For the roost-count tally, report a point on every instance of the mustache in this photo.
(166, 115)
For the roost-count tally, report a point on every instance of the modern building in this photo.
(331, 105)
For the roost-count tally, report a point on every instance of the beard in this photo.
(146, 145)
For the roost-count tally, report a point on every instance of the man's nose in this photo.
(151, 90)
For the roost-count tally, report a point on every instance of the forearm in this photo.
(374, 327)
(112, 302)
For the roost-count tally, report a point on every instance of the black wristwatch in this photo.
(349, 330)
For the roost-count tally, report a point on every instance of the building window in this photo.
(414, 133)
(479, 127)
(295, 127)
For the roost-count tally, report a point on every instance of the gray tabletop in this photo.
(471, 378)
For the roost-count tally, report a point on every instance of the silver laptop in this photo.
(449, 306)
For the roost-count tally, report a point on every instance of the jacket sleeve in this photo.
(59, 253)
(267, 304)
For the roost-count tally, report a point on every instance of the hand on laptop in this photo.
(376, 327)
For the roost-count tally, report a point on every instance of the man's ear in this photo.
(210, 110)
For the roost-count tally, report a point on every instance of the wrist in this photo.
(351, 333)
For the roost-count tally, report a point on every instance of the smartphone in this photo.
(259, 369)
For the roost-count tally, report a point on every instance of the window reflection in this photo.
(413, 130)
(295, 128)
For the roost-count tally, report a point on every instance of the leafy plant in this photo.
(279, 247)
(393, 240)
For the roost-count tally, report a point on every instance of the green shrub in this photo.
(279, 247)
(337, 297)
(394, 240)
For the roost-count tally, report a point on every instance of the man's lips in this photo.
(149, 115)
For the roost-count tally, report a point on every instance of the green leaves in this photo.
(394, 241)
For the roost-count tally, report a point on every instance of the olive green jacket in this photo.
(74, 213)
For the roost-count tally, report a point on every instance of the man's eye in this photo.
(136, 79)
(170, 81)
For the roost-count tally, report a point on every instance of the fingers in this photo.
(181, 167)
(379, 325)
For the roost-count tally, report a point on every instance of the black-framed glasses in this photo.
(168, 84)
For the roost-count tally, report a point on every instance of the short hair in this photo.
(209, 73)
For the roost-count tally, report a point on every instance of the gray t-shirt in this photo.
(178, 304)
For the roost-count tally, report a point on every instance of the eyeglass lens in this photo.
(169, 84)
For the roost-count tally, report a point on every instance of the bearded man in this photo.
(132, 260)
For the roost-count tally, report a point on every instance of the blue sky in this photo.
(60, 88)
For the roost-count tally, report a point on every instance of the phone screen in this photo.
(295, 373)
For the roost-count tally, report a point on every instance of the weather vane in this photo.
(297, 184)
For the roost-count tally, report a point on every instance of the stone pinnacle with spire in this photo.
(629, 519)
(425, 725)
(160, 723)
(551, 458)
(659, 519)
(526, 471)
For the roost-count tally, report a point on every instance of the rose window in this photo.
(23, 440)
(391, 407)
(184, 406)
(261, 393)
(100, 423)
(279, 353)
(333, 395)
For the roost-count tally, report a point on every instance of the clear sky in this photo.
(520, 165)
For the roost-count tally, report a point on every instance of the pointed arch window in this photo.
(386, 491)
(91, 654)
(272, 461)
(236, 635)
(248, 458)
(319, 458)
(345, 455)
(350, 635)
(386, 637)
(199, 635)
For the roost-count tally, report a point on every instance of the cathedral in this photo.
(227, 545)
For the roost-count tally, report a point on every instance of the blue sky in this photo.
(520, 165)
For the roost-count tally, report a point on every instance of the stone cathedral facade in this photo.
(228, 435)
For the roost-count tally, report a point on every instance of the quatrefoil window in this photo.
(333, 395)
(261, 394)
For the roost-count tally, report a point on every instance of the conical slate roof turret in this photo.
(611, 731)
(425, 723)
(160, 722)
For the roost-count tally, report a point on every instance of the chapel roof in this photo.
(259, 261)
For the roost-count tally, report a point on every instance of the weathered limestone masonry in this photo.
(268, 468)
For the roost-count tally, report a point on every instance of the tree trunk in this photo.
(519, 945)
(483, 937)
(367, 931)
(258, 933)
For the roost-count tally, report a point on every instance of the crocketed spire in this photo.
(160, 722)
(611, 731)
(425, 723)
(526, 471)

▬▬▬▬▬▬▬▬▬▬

Turn the entries above into a two-column CSV with the header row "text,answer" and one row for each entry. Put the entry's text in the first column and its answer in the second, wrap each field in double quotes, and replace any line breaks inside a field with spaces.

* Expected output:
text,answer
"For the roost-count tally, report a point on every instance of the mustache in this photo.","(166, 115)"
"For the roost-count tally, report a point on every instance of the modern building in this photo.","(331, 105)"
"For the roost-count tally, report a point on every instance of the beard in this photo.","(146, 145)"
"For the roost-count tally, report a point on every instance of the man's nose in this photo.","(151, 90)"
"For the roost-count tally, report a point on every instance of the forearm in this photo.","(374, 327) (112, 302)"
"For the roost-count tally, report a point on every instance of the black wristwatch in this photo.","(349, 330)"
"For the roost-count tally, report a point on every instance of the building window in this photo.","(414, 133) (479, 127) (295, 127)"
"For the roost-count tally, report a point on every instance of the gray tabletop in this photo.","(471, 378)"
"For the roost-count tally, report a point on every instance of the silver laptop in this photo.","(449, 306)"
"For the roost-count tally, report a point on every instance of the jacket sleeve in this photo.","(59, 253) (267, 304)"
"For the roost-count tally, report a point on every instance of the hand on laptop in this photo.","(376, 327)"
"For the roost-count tally, report a point on every instance of the man's ear in this photo.","(210, 110)"
"For the roost-count tally, report a point on every instance of the wrist in this photo.","(351, 333)"
"For the roost-count tally, report a point on every instance of the smartphone in this photo.","(259, 369)"
"For the roost-count tally, report a point on every instance of the window reflection in this photo.","(413, 130) (295, 128)"
"For the roost-count tally, report a point on every instance of the leafy plant in this photo.","(279, 247) (393, 240)"
"For the roost-count tally, report a point on every instance of the green shrub in this photo.","(279, 247) (337, 297) (394, 240)"
"For the roost-count tally, report a point on every instance of the man's lips in this photo.","(149, 115)"
"For the roost-count tally, report a point on every instance of the green leaves in this photo.","(394, 241)"
"For the roost-count tally, report a point on every instance of the olive green jacket in this photo.","(74, 213)"
"For the roost-count tally, report a point on every instance of the man's eye in this photo.","(136, 79) (170, 81)"
"For the roost-count tally, report a point on every instance of the fingers in this photo.","(181, 167) (379, 325)"
"For the roost-count tally, report a point on every instance of the black-framed glasses in this photo.","(168, 84)"
"For the roost-count tally, report a point on every instance of the short hair in this photo.","(209, 73)"
"For the roost-count tally, report a point on every instance of the gray t-shirt in this photo.","(178, 304)"
"For the roost-count tally, report a point on every instance of the eyeglass lens in this photo.","(169, 84)"
"For the roost-count tally, report a point on every instance of the bearded man in this photo.","(132, 260)"
"For the roost-count tally, report a point on every instance of the blue sky in this photo.","(60, 88)"
"For the roost-count tally, report a point on every instance of the phone screen in this photo.","(295, 373)"
"For the roost-count tally, report a point on every instance of the weather vane in this photo.","(297, 184)"
"For the roost-count tally, report a point on every instance of the stone pinnacle with spire in this photo.","(629, 519) (425, 725) (160, 723) (551, 458) (659, 519) (526, 471)"
"For the roost-count tally, report a point on every instance of the rose window in this photo.","(23, 440) (391, 407) (184, 406) (261, 393) (100, 423) (279, 353) (333, 395)"
"For the roost-count tally, report a point on every instance of the clear sky in this photo.","(520, 165)"
"For the roost-count tally, report a point on every instance of the pointed arch window in this photo.","(386, 491) (91, 654) (272, 461) (236, 635) (248, 458) (319, 458) (345, 455) (350, 635) (386, 637) (199, 635)"
"For the roost-count tally, report a point on every instance of the cathedral in this photo.","(227, 545)"
"For the roost-count tally, report a point on every instance of the blue sky in this photo.","(520, 165)"
"For the roost-count tally, report a point on every instance of the stone cathedral facade in this photo.","(228, 435)"
"For the roost-count tally, report a point on every instance of the quatrefoil window in this photo.","(333, 395) (261, 394)"
"For the roost-count tally, report a point on every instance of the conical slate roof turret in this photo.","(611, 731) (425, 723) (160, 722)"
"For the roost-count tally, report a point on every instance of the chapel roof in this photo.","(259, 261)"
"For the roost-count tally, report a point on every instance of the weathered limestone masonry in this photo.","(268, 468)"
"For the roost-count tally, report a point on every instance of the tree trunk in this photo.","(519, 945) (483, 937) (367, 931) (258, 933)"
"For the roost-count tally, report a point on every instance of the crocketed spire in this photo.","(160, 722) (611, 731) (425, 723) (526, 471)"